• ABOUT THIS EXERCISE: Pick the lines holding the string "bridge" out of the records and copy them.
*** Opening of DATA TO EXAMINE ***
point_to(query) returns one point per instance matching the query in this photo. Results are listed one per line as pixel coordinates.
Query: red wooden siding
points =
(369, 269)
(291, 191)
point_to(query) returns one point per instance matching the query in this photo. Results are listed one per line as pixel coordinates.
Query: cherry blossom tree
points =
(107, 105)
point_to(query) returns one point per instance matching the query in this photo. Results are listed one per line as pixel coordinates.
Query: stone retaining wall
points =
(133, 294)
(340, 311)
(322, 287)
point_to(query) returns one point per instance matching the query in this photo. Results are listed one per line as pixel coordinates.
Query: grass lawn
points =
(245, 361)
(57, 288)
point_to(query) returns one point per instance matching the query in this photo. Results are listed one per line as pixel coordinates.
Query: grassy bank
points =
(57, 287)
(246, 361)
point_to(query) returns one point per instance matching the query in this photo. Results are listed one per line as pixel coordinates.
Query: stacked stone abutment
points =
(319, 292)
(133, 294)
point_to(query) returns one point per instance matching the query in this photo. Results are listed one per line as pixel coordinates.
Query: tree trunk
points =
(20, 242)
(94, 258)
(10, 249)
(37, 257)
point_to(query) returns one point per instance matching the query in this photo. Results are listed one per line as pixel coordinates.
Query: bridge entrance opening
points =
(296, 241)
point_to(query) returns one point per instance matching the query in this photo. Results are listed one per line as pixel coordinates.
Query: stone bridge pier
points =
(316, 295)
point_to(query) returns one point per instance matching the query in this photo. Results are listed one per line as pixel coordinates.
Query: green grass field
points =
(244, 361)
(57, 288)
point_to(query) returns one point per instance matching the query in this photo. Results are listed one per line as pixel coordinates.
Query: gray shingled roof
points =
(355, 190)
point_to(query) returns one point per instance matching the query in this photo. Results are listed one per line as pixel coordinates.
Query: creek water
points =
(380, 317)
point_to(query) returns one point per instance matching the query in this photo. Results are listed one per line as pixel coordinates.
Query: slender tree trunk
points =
*** Close of DATA TO EXAMINE ***
*** Opening of DATA TO EXAMINE ***
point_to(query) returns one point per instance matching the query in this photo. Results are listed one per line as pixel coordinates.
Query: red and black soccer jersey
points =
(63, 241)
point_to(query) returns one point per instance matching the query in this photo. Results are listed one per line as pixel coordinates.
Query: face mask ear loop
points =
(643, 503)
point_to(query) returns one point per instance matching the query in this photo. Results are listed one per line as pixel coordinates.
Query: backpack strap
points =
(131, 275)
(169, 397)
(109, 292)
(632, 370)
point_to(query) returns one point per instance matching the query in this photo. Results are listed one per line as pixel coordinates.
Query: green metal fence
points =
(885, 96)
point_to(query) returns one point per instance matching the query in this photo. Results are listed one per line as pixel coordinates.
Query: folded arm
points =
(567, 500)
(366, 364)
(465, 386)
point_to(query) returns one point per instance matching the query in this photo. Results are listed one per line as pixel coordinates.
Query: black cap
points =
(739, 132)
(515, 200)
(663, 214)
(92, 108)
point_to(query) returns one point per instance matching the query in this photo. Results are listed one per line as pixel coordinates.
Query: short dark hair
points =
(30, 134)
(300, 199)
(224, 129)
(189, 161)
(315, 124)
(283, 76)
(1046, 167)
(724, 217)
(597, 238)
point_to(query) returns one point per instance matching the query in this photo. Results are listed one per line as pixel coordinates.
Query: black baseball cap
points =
*** Close of DATA TO EXAMINE ***
• EXERCISE OUTPUT:
Query: bridge entrance opening
Query: stone bridge pier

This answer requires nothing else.